The Best New Restaurants and Bars in India in 2026 (So Far)

We’ve gone a little overboard with openings, but, a few of them are actually worth your time.

By Abhya Adlakha | LAST UPDATED: APR 20, 2026

I recently found out that India’s food services market will overtake Japan’s by 2028 to become the world’s third-largest. I don’t usually lead with a stat, but honestly, you can feel this one on the ground.

In Delhi, recently, I went to three new openings in the same neighbourhood. I left Mumbai for a week, and then came back to a whole new pasta bar next to my house. We’ve gone a little nuts, maybe, but in a really great way.

However, the shape of what's opening is what I find more interesting than the number. We’re really learning how to reinvent the dining concept and the country is pushing it to a whole new level. In Hyderabad, for instance, there’s now a rooftop bar built around three actual Kadamba trees. Meanwhile, an invite-only cocktail bar now sits inside a 100-year-old Mahalaxmi Race Course mill (designed by Gauri Khan). In Delhi, a nine-seat basement in GK II gives way to a nine-course cocktail experience and the food plays second fiddle. Mumbai also opened its first proper beach club in Juhu, and we have to admit that it took way to long to arrive.

Honestly, it’s a good time to be hungry here.

******************************

GIVEN PROBLEM A → In the records, write out the lines exactly from the line with "Task: Locate the boy walking" to the line with "[0,135,64,153]", both lines included.
The article and the records were taken from separate sources.

(Records of labeled boxes)
******************************

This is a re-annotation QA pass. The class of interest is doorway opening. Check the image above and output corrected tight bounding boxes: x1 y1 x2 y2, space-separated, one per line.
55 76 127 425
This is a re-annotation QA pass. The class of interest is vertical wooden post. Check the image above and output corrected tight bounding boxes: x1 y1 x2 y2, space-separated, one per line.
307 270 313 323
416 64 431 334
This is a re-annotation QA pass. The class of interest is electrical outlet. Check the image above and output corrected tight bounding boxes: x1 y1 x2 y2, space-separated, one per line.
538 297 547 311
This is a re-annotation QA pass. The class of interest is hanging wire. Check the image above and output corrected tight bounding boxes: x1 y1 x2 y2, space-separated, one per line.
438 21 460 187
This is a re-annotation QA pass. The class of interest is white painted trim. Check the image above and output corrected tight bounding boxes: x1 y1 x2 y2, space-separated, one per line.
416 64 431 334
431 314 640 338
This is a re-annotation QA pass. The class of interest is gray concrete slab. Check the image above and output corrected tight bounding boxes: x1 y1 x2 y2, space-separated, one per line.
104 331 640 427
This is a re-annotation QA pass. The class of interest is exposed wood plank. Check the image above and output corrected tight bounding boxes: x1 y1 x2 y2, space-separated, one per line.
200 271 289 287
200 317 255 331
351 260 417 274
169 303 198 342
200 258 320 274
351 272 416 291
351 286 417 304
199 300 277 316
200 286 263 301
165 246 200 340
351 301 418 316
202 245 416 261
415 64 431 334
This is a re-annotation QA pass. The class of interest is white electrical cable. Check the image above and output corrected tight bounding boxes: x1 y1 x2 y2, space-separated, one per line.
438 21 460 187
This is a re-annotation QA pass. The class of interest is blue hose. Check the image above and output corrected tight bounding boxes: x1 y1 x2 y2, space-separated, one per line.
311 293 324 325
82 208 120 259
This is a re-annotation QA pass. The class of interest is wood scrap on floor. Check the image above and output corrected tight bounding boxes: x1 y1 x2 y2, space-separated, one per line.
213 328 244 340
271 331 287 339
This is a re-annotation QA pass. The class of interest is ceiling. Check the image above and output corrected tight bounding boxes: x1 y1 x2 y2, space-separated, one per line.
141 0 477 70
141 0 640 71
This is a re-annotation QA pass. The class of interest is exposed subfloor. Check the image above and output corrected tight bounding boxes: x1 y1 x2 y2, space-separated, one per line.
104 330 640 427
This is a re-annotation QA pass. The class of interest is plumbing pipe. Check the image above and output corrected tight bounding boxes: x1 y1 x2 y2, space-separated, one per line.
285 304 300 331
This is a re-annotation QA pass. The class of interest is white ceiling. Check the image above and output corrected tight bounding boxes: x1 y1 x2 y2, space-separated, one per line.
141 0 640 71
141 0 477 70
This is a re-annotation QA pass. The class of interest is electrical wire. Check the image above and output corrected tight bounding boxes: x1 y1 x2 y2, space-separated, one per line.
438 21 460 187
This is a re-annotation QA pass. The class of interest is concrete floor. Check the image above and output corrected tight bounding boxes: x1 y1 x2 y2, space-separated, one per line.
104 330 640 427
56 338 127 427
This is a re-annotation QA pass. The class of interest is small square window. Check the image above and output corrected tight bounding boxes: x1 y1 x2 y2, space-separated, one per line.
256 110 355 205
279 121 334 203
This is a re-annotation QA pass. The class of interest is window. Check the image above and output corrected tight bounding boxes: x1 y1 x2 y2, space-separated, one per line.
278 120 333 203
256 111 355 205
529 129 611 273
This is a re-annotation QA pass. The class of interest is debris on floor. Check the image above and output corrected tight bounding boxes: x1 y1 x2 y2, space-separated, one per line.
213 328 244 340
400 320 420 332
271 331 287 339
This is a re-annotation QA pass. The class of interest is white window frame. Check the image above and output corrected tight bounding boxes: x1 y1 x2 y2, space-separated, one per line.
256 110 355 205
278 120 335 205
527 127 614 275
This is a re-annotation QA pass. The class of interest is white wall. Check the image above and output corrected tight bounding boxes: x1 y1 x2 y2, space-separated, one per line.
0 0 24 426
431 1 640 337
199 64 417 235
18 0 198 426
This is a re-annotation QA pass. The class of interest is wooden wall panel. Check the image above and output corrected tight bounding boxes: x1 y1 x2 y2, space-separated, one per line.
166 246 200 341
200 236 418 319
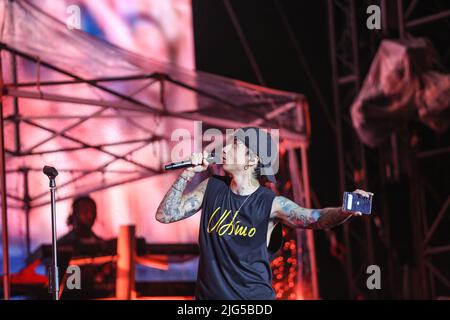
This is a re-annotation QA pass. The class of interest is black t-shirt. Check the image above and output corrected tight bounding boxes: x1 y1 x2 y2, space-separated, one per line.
195 176 275 300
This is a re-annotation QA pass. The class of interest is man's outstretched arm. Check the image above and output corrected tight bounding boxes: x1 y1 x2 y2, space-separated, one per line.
271 189 369 229
155 153 208 223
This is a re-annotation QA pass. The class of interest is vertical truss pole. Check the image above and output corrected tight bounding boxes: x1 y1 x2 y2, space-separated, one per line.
0 50 10 300
21 168 31 257
327 0 355 298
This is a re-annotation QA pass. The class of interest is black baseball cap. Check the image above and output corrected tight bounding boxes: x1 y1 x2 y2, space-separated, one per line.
233 127 278 183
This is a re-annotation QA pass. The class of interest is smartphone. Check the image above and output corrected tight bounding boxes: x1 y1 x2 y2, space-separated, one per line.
342 191 372 214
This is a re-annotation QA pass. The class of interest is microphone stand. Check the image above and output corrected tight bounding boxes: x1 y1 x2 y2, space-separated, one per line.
44 166 59 300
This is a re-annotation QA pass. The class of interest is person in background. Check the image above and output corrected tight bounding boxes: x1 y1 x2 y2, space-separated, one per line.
58 196 103 245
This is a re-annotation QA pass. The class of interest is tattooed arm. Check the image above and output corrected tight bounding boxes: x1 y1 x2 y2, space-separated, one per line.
156 174 208 223
156 153 208 223
271 189 368 229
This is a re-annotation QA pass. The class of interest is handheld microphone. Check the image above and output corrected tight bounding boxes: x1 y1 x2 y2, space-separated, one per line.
164 154 215 170
42 166 58 179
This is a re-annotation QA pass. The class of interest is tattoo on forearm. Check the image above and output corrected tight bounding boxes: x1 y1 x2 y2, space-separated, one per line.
276 196 351 229
156 176 207 223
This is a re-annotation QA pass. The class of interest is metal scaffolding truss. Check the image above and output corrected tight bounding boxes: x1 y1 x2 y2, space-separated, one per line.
0 0 310 298
328 0 450 298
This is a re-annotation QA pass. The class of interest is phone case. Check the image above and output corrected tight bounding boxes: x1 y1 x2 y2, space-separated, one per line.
342 191 372 214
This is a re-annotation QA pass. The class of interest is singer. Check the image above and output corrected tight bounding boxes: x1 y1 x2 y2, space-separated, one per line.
156 127 369 300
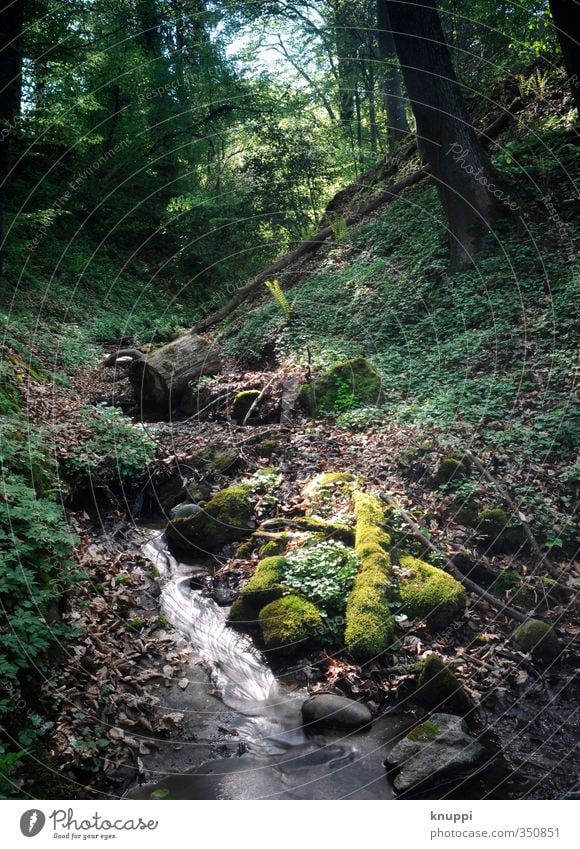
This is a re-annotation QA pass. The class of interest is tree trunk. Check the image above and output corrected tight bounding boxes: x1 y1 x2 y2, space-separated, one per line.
0 0 24 276
550 0 580 115
387 0 513 270
377 0 411 150
129 333 221 411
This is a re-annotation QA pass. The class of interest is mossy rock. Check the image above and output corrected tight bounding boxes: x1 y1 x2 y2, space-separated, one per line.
259 534 288 557
256 439 280 457
228 597 258 628
353 491 391 570
435 457 471 484
344 569 395 662
184 445 240 474
476 507 526 553
415 654 472 714
399 554 467 631
512 619 560 663
240 557 287 611
232 389 260 424
300 357 381 416
259 594 323 654
165 484 252 551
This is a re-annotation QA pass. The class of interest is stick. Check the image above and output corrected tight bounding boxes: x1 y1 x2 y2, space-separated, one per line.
392 504 537 622
465 451 570 592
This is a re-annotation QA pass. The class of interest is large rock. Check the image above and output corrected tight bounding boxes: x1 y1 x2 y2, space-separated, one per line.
385 713 485 793
300 357 381 416
302 693 372 728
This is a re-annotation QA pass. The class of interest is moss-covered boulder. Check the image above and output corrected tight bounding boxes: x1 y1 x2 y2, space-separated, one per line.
415 654 472 714
166 484 252 552
259 595 322 654
345 491 395 661
398 554 466 631
344 569 395 662
228 598 258 628
300 357 381 416
232 389 260 424
258 534 288 557
476 507 526 553
240 557 287 611
512 619 560 663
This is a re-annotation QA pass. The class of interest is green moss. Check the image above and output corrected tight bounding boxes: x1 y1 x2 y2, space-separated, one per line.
236 538 256 558
300 357 381 416
228 597 258 627
166 484 252 551
406 719 441 743
260 595 323 654
232 389 260 424
512 619 560 663
241 557 287 610
399 554 466 630
344 570 395 661
415 654 472 713
345 491 395 661
292 516 354 545
259 534 288 557
477 507 525 552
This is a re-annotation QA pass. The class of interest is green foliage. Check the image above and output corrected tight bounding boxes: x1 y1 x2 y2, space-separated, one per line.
284 540 358 613
0 416 83 796
399 555 467 631
62 404 155 485
264 280 292 321
259 595 323 654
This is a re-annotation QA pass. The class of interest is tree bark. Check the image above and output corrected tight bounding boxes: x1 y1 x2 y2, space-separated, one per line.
129 333 221 412
550 0 580 115
0 0 24 276
377 0 411 150
387 0 508 270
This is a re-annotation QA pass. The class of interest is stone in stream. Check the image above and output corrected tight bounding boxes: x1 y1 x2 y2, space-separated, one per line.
385 713 485 793
302 693 372 728
169 502 201 519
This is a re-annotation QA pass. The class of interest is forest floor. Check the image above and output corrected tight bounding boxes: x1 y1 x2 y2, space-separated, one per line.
13 348 580 798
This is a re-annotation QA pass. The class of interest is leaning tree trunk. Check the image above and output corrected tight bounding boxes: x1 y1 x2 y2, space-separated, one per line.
129 333 221 411
387 0 506 269
377 0 411 150
550 0 580 115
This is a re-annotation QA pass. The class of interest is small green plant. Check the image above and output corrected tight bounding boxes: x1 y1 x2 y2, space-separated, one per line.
264 280 292 321
58 404 155 484
284 540 358 613
330 215 348 242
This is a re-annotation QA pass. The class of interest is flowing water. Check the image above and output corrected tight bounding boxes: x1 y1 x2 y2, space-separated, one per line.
130 531 402 799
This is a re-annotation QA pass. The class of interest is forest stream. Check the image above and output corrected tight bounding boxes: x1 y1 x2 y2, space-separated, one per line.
128 529 409 799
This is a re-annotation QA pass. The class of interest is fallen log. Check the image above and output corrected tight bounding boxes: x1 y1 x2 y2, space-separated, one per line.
392 504 539 622
194 102 520 333
129 333 221 411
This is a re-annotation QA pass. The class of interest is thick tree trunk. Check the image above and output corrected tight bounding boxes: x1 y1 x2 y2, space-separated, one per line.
0 0 24 276
129 333 221 411
387 0 506 269
550 0 580 115
377 0 411 150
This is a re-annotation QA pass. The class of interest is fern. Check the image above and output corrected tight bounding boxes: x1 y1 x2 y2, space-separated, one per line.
264 280 292 320
330 215 348 242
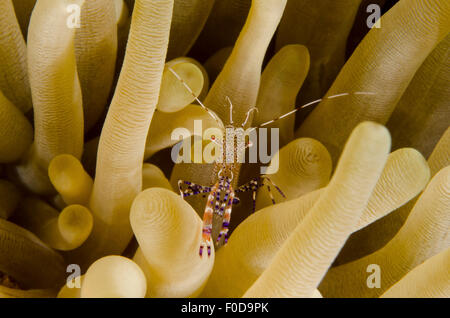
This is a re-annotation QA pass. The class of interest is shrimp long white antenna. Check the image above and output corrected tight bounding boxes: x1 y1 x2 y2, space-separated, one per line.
254 92 375 129
242 107 259 128
167 66 224 128
225 96 234 125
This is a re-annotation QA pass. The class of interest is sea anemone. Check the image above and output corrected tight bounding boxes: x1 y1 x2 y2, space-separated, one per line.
0 0 450 297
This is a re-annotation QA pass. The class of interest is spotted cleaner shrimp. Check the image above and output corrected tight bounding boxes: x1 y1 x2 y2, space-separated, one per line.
169 67 375 257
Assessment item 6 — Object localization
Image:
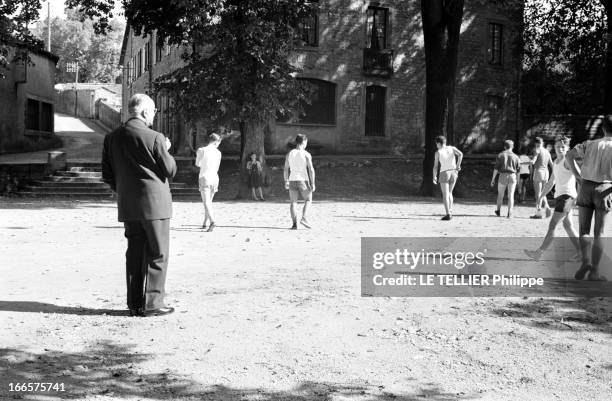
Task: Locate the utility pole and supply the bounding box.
[47,0,51,52]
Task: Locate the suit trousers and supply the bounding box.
[123,219,170,310]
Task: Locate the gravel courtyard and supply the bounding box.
[0,198,612,401]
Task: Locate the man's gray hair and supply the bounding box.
[128,93,155,115]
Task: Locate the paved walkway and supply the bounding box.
[0,114,105,164]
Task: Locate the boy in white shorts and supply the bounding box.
[433,135,463,220]
[283,134,316,230]
[524,137,580,260]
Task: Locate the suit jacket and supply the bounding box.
[102,118,176,221]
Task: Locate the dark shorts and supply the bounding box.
[497,173,516,185]
[576,180,612,212]
[439,170,459,185]
[289,181,312,202]
[555,195,576,213]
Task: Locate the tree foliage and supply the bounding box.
[0,0,42,79]
[33,9,125,83]
[523,0,610,114]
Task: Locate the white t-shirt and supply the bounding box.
[196,145,221,185]
[519,155,531,174]
[553,160,578,198]
[438,145,457,172]
[287,149,312,181]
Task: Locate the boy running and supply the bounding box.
[433,135,463,220]
[491,140,521,219]
[283,134,316,230]
[530,137,553,219]
[524,137,580,260]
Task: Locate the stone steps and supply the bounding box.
[21,163,200,199]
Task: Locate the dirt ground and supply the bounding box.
[0,197,612,401]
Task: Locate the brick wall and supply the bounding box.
[123,0,522,154]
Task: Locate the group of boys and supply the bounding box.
[433,115,612,281]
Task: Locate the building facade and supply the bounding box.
[0,48,58,148]
[121,0,523,155]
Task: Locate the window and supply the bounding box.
[26,99,53,132]
[136,49,144,78]
[40,102,53,132]
[26,99,40,131]
[144,42,151,71]
[155,36,164,63]
[489,23,504,65]
[278,78,336,125]
[365,85,387,136]
[366,7,389,50]
[298,4,319,46]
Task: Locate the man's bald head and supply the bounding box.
[128,93,155,126]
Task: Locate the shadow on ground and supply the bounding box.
[492,297,612,334]
[0,342,474,401]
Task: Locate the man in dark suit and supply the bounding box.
[102,94,176,316]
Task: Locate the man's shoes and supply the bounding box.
[140,306,174,317]
[574,264,593,280]
[130,308,144,317]
[523,249,543,262]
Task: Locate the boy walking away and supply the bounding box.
[247,152,265,201]
[196,134,221,232]
[566,114,612,281]
[525,137,580,260]
[433,135,463,220]
[283,134,316,230]
[530,137,553,219]
[491,140,521,219]
[518,146,531,203]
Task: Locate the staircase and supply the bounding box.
[20,163,200,200]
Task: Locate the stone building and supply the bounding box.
[0,47,59,148]
[120,0,523,155]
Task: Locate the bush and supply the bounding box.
[0,135,64,153]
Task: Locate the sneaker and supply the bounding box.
[523,249,544,262]
[574,264,593,280]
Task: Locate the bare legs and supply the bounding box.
[497,182,516,217]
[576,206,608,280]
[200,188,215,228]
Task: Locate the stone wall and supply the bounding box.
[123,0,522,154]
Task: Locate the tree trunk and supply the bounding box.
[236,121,267,199]
[419,0,464,196]
[601,0,612,114]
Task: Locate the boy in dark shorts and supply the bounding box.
[566,114,612,281]
[524,137,580,260]
[491,140,520,219]
[283,134,316,230]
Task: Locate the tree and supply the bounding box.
[69,0,313,196]
[523,0,612,114]
[0,0,42,79]
[420,0,464,196]
[33,9,125,83]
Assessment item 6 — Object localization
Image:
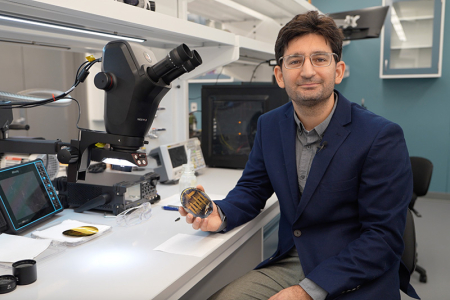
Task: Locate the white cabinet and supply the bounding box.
[380,0,445,78]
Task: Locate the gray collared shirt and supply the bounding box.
[294,93,338,193]
[294,93,338,300]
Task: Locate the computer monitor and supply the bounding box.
[328,6,389,40]
[202,84,289,169]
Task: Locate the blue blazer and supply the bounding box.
[216,91,418,300]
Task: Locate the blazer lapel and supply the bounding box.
[296,92,351,219]
[279,104,299,207]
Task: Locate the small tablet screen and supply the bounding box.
[0,161,61,231]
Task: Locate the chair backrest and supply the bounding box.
[402,209,417,275]
[410,156,433,197]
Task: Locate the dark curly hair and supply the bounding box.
[275,11,344,67]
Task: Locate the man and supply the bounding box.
[180,12,417,300]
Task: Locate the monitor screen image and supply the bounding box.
[201,83,289,169]
[167,145,187,169]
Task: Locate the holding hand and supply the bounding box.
[178,185,222,231]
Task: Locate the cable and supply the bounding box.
[0,57,102,109]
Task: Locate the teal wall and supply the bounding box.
[312,0,450,193]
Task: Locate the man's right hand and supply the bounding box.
[178,185,222,231]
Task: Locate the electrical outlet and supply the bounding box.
[191,102,197,112]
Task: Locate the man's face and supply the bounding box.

******************************

GIVEN PROBLEM B → Reproduce the passage of the restaurant article word for word, from "In Delhi, recently, I" to "really great way.".

WRITTEN ANSWER A →
Task: Locate the boy walking away and supply the bounding box.
[247,152,265,201]
[196,134,221,232]
[566,114,612,281]
[525,137,580,260]
[433,135,463,220]
[283,134,316,230]
[530,137,553,219]
[491,140,521,219]
[518,146,531,203]
Task: Locate the staircase and supply the bounding box.
[20,163,200,200]
Task: Locate the stone building and supply the bounding box.
[0,47,59,148]
[120,0,523,155]
Task: Locate the bush and supply the bounding box.
[0,135,64,153]

WRITTEN ANSWER B →
In Delhi, recently, I went to three new openings in the same neighbourhood. I left Mumbai for a week, and then came back to a whole new pasta bar next to my house. We’ve gone a little nuts, maybe, but in a really great way.